John Edward Hollenbeck, who in 1888 built the Hollenbeck Hotel, returned to Los Angeles in the spring of 1876—having been here in 1874, when he made certain realty investments—secured land on the east side of the Los Angeles River, spent a large sum of money for improvements and soon built a residence exceptionally fine for that time. And in this beautiful home, in close proximity to Boyle Avenue, he lived until his death, on September 2d, 1885, at the age of fifty-six years. Succeeding A. C. Bilicke in 1903, John S. Mitchell, long a prominent Angeleño, is still controlling this busy hostelry.
I have spoken of an adobe on ten acres of land I once purchased to secure water for my flock of sheep. After Hollenbeck had built his home on Boyle heights, he was so disturbed by a company of Mexicans who congregated in this adobe that, in sheer desperation, he asked me in 1882 to sell him the land. I did so, and we agreed upon six hundred and twenty-five dollars as a price for the entire piece.
Hollenbeck then made another noteworthy investment. H. C. Wiley owned a lot, one hundred and twenty feet by one hundred and sixty-five, on the southeast corner of Fort and Second streets, where he lived in a small cottage. He had mortgaged this property for six thousand dollars; but since, under his contract, Wiley was not required to pay interest, the mortgagee tired of the loan. Hollenbeck bought the mortgage and made a further advance of four thousand dollars on the property. He finally foreclosed, but at the same time did the handsome thing when he gave Mrs. Wiley, a daughter of Andrés Pico, a deed for the forty feet on Fort Street upon which the cottage stood. These forty feet are almost directly opposite Coulter's dry goods store.
So many ranchers had again and again unsuccessfully experimented with wheat in this vicinity that when I. N. Van Nuys, in 1876, joined Isaac Lankershim in renting lands from the company in which they were interested, and in planting nearly every acre to that staple grain, failure and even ruin were predicted by the old settlers. Van Nuys, however, selected and prepared his seed with care and the first season rewarded them with a great harvest, which they shipped to Liverpool. Thus was inaugurated the successful cultivation of wheat in Southern California on a large scale. In 1878, the depot of the Southern Pacific at the corner of Alameda and Commercial streets had become too small for the Company's growing business, compelling them to buy on San Fernando Street; and Lankershim and his associates purchased the old structure from the Company for the sum of seventeen thousand, five hundred dollars, and there erected a flour mill which they conducted until the ranch was sold, a few years ago.

========

REQUEST 1 -
Answer these questions from the Los Angeles history passage:
(a) On what date did Hollenbeck die?
(b) What price was agreed upon for the ten acres with the adobe?
(c) Where was the first wheat harvest of Van Nuys and Lankershim shipped?
REQUEST 2 -
Decide whether each statement agrees with the Los Angeles history passage. Answer yes or no, and quote the words that decide it.
(a) Wiley's property was mortgaged for six thousand dollars.
(b) Van Nuys's first wheat season ended in failure.
(c) Lankershim and his associates paid seventeen thousand, five hundred dollars for the old depot.
REQUEST 3 - Return the part of the Los Angeles history passage between "John Edward Hollenbeck, who" and "this busy hostelry.", inclusive.

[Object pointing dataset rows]
========

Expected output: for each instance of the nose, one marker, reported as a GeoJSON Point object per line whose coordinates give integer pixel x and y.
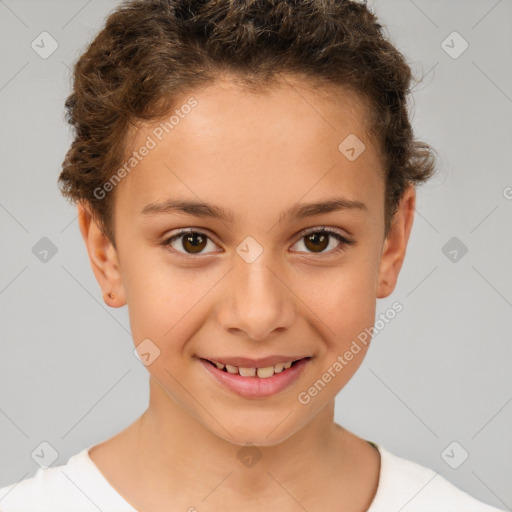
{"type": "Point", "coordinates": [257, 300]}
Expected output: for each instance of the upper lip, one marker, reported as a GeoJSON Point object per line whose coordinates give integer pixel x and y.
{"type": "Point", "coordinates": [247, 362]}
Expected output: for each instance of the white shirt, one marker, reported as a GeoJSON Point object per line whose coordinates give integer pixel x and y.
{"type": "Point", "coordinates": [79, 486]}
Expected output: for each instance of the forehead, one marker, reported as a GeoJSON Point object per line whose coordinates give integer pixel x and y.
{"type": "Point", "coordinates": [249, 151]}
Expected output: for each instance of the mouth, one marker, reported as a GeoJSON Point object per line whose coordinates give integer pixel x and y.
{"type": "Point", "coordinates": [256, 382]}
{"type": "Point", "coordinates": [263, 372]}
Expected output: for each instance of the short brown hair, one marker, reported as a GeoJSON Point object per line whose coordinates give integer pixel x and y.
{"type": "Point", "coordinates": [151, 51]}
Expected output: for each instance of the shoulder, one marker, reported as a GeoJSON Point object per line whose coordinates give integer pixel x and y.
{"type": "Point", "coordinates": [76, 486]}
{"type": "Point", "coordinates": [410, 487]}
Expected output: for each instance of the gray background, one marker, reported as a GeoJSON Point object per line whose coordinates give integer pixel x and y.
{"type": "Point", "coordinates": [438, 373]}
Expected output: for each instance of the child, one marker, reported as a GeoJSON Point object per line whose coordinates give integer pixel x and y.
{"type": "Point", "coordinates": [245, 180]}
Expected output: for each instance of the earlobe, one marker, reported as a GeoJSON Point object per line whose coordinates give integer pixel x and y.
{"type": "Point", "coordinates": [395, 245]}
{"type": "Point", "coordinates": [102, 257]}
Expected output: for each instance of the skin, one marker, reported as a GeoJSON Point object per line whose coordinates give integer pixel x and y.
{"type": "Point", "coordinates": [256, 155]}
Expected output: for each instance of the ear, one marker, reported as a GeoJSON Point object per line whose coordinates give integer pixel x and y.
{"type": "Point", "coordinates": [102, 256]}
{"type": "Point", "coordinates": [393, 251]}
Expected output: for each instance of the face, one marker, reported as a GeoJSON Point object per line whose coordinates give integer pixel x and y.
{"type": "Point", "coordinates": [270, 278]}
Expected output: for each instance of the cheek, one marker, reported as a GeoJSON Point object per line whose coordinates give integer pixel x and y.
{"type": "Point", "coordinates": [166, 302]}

========

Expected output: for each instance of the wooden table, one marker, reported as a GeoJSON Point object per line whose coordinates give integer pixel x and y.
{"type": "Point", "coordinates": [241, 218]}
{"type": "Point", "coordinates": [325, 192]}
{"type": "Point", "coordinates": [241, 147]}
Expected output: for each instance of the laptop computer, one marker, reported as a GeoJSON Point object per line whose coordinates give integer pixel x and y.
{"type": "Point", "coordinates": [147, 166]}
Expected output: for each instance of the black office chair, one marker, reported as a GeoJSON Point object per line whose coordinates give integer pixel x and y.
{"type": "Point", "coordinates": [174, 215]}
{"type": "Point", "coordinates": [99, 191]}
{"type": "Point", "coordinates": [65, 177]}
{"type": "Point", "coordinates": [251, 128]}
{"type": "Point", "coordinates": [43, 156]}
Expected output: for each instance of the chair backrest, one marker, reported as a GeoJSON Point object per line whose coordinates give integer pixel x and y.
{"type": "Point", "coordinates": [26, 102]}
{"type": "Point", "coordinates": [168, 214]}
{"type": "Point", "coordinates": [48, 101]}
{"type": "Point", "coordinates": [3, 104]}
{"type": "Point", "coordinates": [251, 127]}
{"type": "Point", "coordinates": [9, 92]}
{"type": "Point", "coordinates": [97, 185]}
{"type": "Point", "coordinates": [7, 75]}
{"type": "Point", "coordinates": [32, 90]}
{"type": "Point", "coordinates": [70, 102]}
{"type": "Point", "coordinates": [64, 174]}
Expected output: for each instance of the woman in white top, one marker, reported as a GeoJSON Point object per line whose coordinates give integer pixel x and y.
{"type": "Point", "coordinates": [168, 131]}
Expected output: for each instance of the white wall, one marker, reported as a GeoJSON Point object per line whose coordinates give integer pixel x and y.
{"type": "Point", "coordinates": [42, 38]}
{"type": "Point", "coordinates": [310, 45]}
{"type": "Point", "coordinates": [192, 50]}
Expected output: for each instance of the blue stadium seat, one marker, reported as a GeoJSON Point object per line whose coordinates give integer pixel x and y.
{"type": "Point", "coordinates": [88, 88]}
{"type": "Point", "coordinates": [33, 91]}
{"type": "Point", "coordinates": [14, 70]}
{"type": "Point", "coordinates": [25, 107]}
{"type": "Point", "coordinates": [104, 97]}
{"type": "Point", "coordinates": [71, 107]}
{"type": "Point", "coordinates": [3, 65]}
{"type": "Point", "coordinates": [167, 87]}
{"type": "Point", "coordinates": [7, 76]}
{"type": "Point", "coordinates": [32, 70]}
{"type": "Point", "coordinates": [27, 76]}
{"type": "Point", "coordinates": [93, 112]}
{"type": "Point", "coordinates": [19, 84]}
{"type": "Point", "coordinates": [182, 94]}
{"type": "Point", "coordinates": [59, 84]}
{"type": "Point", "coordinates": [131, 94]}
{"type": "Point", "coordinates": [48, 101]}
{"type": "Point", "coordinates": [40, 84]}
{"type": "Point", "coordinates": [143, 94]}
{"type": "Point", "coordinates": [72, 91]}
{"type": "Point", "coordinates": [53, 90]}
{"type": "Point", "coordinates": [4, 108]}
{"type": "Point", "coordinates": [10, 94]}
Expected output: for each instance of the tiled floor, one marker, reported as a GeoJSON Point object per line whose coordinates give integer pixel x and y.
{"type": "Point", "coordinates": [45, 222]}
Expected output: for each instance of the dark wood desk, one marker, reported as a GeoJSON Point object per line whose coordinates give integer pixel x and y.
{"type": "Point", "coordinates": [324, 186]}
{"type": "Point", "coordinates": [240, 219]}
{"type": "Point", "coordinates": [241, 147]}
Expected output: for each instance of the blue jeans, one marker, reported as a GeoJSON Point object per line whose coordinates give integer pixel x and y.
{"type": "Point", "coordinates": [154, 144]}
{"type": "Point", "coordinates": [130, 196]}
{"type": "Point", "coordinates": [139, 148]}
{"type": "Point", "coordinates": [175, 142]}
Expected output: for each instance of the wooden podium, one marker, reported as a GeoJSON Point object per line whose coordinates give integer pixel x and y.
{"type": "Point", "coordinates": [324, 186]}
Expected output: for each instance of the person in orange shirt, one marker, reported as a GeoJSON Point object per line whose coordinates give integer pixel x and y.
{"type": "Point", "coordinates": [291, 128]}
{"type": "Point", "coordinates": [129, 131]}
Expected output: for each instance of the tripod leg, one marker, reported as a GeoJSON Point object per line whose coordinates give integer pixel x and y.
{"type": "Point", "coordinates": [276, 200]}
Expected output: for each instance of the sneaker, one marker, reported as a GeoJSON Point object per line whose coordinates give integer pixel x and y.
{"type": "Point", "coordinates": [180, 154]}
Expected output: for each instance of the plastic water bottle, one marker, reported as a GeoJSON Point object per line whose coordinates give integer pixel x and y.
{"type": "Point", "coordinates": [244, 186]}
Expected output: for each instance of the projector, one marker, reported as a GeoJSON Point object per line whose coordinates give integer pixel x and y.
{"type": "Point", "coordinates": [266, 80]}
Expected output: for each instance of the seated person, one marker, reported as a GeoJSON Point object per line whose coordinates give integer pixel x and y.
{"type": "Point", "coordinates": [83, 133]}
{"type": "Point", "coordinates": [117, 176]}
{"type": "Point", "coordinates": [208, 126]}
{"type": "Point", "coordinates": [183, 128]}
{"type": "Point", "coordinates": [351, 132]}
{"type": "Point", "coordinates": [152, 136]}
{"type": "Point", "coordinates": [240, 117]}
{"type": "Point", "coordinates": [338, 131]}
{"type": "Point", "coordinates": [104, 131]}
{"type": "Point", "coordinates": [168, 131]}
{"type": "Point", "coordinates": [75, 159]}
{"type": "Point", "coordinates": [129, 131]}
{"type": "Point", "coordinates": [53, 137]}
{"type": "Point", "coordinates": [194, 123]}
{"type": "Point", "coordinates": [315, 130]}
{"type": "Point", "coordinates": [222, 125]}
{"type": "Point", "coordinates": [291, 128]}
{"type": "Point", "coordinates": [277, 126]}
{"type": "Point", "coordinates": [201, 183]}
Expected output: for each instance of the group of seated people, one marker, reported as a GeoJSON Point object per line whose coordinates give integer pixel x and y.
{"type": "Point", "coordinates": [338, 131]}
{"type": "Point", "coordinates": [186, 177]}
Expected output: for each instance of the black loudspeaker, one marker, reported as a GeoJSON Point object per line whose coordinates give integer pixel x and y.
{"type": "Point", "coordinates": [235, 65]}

========

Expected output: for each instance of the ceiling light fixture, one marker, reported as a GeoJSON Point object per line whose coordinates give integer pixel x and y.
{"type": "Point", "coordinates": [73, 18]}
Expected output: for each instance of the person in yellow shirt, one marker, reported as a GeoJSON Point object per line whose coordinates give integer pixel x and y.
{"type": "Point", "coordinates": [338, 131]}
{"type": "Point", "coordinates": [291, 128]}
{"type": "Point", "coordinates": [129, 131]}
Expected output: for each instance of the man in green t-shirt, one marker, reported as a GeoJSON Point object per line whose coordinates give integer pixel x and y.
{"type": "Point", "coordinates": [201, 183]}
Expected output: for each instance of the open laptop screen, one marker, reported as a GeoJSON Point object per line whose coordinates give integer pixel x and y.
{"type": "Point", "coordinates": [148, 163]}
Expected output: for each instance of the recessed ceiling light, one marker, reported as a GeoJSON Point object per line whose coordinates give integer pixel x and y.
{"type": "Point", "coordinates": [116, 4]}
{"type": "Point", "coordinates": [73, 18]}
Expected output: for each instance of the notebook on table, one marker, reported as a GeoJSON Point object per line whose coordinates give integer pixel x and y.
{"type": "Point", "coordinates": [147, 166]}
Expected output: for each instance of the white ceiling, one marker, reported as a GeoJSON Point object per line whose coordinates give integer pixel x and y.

========

WORKED SOLUTION 1 -
(a) September 2d, 1885
(b) Six hundred and twenty-five dollars
(c) Liverpool

WORKED SOLUTION 2 -
(a) Yes: "He had mortgaged this property for six thousand dollars"
(b) No: "the first season rewarded them with a great harvest"
(c) Yes: "Lankershim and his associates purchased the old structure from the Company for the sum of seventeen thousand, five hundred dollars"

WORKED SOLUTION 3 -
John Edward Hollenbeck, who in 1888 built the Hollenbeck Hotel, returned to Los Angeles in the spring of 1876—having been here in 1874, when he made certain realty investments—secured land on the east side of the Los Angeles River, spent a large sum of money for improvements and soon built a residence exceptionally fine for that time. And in this beautiful home, in close proximity to Boyle Avenue, he lived until his death, on September 2d, 1885, at the age of fifty-six years. Succeeding A. C. Bilicke in 1903, John S. Mitchell, long a prominent Angeleño, is still controlling this busy hostelry.